Task requirements: Write out all the data again, exactly as it stands.

Coordinate labeling data:
(begin)

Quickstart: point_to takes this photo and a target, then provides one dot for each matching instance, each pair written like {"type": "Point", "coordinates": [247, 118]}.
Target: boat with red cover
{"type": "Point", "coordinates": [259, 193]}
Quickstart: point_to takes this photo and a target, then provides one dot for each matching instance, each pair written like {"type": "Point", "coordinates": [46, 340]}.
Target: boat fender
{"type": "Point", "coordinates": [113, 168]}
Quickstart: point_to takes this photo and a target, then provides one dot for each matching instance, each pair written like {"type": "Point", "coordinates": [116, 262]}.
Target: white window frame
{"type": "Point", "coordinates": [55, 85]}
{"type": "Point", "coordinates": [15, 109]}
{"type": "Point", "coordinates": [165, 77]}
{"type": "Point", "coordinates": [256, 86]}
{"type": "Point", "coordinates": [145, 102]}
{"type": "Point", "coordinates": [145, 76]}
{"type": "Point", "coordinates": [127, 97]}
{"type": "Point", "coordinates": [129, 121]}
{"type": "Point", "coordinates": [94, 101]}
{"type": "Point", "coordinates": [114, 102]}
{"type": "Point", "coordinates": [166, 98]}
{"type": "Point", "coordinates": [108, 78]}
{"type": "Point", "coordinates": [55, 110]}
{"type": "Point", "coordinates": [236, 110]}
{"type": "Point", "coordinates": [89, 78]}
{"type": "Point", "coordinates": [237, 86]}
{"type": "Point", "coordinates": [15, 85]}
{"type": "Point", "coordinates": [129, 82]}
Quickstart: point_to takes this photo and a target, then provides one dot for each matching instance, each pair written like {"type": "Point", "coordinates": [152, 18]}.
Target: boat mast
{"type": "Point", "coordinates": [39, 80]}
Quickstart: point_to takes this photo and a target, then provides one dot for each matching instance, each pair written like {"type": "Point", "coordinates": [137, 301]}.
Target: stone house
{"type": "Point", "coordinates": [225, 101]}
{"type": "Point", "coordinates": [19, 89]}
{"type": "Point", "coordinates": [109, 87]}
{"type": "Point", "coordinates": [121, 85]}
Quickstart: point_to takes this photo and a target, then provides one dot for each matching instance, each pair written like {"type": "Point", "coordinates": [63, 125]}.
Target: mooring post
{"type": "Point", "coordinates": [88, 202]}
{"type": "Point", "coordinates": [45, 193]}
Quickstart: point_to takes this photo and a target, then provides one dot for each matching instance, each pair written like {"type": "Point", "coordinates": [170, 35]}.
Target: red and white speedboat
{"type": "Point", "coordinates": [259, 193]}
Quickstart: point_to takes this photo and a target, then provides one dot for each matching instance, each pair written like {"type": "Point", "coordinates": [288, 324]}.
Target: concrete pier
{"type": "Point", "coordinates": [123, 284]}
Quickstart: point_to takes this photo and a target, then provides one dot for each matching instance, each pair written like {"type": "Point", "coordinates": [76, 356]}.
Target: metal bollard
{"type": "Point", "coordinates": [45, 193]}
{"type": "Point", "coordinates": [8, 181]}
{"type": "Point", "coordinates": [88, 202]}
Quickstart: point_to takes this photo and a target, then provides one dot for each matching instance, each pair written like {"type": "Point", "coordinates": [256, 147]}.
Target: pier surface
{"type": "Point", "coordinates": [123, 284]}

(end)

Result:
Quickstart: point_to takes this photo and a target, then provides one dot for each matching instance, each pair written like {"type": "Point", "coordinates": [247, 118]}.
Target: boat with red cover
{"type": "Point", "coordinates": [259, 193]}
Quickstart: point_to takes this photo and a target, then provides one dot for each matching instance, each pair written like {"type": "Point", "coordinates": [46, 340]}.
Target: boat fender
{"type": "Point", "coordinates": [113, 168]}
Quickstart: point_to takes this photo and a target, then provides one dot for each matching instance, each pair written like {"type": "Point", "coordinates": [116, 262]}.
Target: white window frame
{"type": "Point", "coordinates": [55, 85]}
{"type": "Point", "coordinates": [15, 109]}
{"type": "Point", "coordinates": [165, 77]}
{"type": "Point", "coordinates": [256, 86]}
{"type": "Point", "coordinates": [145, 102]}
{"type": "Point", "coordinates": [145, 76]}
{"type": "Point", "coordinates": [127, 97]}
{"type": "Point", "coordinates": [129, 121]}
{"type": "Point", "coordinates": [94, 101]}
{"type": "Point", "coordinates": [114, 102]}
{"type": "Point", "coordinates": [166, 98]}
{"type": "Point", "coordinates": [108, 78]}
{"type": "Point", "coordinates": [55, 110]}
{"type": "Point", "coordinates": [236, 110]}
{"type": "Point", "coordinates": [89, 78]}
{"type": "Point", "coordinates": [237, 86]}
{"type": "Point", "coordinates": [15, 85]}
{"type": "Point", "coordinates": [129, 82]}
Quickstart: point_to takes this photo and a target, then provides one dot for each matching instance, each pair written like {"type": "Point", "coordinates": [152, 18]}.
Target: boat mast
{"type": "Point", "coordinates": [39, 80]}
Quickstart: point_to takes this photo and a target, then provides one dot for each matching instance, each pair written like {"type": "Point", "coordinates": [137, 301]}.
Target: stone house
{"type": "Point", "coordinates": [225, 101]}
{"type": "Point", "coordinates": [19, 89]}
{"type": "Point", "coordinates": [109, 87]}
{"type": "Point", "coordinates": [121, 85]}
Quickstart: point_to takes this photo and a target, then provides one dot for each matching instance, each pair written like {"type": "Point", "coordinates": [63, 125]}.
Target: mooring post
{"type": "Point", "coordinates": [88, 202]}
{"type": "Point", "coordinates": [45, 193]}
Quickstart: point_to takes this photo and a target, then provides one dot for each matching instance, each pair written like {"type": "Point", "coordinates": [170, 35]}.
Target: red and white speedboat
{"type": "Point", "coordinates": [259, 193]}
Quickstart: point_to takes this photo and a target, then provides one dot for each matching instance, each pair written like {"type": "Point", "coordinates": [288, 324]}.
Target: concrete pier
{"type": "Point", "coordinates": [123, 284]}
Quickstart: point_to takes this photo and a target, then provides one dot for each matching instance, each pair written like {"type": "Point", "coordinates": [76, 356]}.
Target: metal bollard
{"type": "Point", "coordinates": [45, 193]}
{"type": "Point", "coordinates": [8, 181]}
{"type": "Point", "coordinates": [88, 202]}
Quickstart: point_to takes this photo and a target, then provides one dot for each matching instance, each pair written like {"type": "Point", "coordinates": [256, 147]}.
Target: pier surface
{"type": "Point", "coordinates": [123, 284]}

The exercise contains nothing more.